**WHAT THE EXERCISE ASKS:** Recast the listing, starting at its beginning and ending at the line that contains "[240,110,279,191]", as a two-column CSV with the columns request and boxes, one row per request, with each field quoted and line breaks turned into spaces. Leave the pictures out.

Records in a dataset:

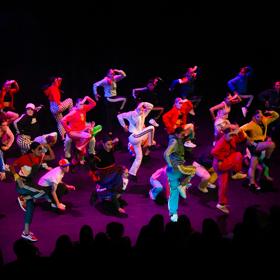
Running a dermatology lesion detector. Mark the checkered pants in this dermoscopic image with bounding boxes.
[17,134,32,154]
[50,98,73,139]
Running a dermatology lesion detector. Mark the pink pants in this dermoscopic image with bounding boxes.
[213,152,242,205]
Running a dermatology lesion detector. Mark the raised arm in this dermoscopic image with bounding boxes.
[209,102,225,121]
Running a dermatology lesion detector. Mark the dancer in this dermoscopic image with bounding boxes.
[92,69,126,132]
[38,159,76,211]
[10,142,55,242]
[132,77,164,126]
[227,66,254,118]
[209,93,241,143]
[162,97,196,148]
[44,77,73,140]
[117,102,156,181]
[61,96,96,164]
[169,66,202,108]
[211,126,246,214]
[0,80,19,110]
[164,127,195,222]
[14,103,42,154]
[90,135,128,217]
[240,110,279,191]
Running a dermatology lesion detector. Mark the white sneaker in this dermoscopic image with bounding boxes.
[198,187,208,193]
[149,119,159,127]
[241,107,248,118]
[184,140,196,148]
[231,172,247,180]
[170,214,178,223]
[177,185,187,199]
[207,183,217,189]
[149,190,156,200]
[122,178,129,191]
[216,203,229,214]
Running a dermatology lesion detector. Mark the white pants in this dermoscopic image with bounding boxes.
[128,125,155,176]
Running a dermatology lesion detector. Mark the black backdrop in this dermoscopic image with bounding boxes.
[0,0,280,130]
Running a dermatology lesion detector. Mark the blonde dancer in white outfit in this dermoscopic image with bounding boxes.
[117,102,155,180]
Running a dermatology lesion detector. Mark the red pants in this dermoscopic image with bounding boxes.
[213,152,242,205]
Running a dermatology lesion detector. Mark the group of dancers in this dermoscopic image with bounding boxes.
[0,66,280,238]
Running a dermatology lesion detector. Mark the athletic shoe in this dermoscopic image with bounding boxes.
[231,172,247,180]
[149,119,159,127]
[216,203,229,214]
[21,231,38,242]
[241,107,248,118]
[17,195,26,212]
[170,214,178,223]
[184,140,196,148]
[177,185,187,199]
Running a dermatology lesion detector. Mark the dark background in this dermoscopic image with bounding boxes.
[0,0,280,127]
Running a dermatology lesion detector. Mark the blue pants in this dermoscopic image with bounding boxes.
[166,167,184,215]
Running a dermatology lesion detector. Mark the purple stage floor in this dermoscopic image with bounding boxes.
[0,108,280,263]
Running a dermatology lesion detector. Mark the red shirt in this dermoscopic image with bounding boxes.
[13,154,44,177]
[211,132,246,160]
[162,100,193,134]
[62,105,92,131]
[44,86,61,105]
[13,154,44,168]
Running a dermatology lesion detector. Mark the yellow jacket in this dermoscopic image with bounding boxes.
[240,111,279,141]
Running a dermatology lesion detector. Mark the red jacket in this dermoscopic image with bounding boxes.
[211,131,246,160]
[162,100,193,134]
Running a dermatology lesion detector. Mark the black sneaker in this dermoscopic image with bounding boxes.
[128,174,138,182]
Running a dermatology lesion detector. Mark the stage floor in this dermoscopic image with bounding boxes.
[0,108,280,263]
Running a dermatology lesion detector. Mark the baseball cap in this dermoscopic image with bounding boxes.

**THE COMPLETED TASK:**
request,boxes
"Running a dermatology lesion detector. Mark the checkered pants in this dermoscopic image with bounding boxes.","[17,134,32,154] [50,98,73,139]"
"Running a dermatology lesion detector. Mark the pink pants in this dermoscopic image with bounding boxes.","[213,152,242,205]"
"Running a dermatology lesion detector. Mark the raised arm in this dermoscopic image with bounding boxes.","[209,102,225,121]"
"Running a dermatology lesion detector. Mark the dancer in this dermoscopic image with bounding boxes.","[92,69,126,132] [38,159,76,211] [10,142,55,242] [132,77,164,126] [227,66,254,118] [209,93,241,143] [162,97,196,148] [44,77,73,140] [117,102,156,181] [61,96,96,164] [169,66,202,108] [211,126,246,214] [0,80,19,110] [164,127,195,222] [14,103,42,154] [90,135,128,217] [240,110,279,191]"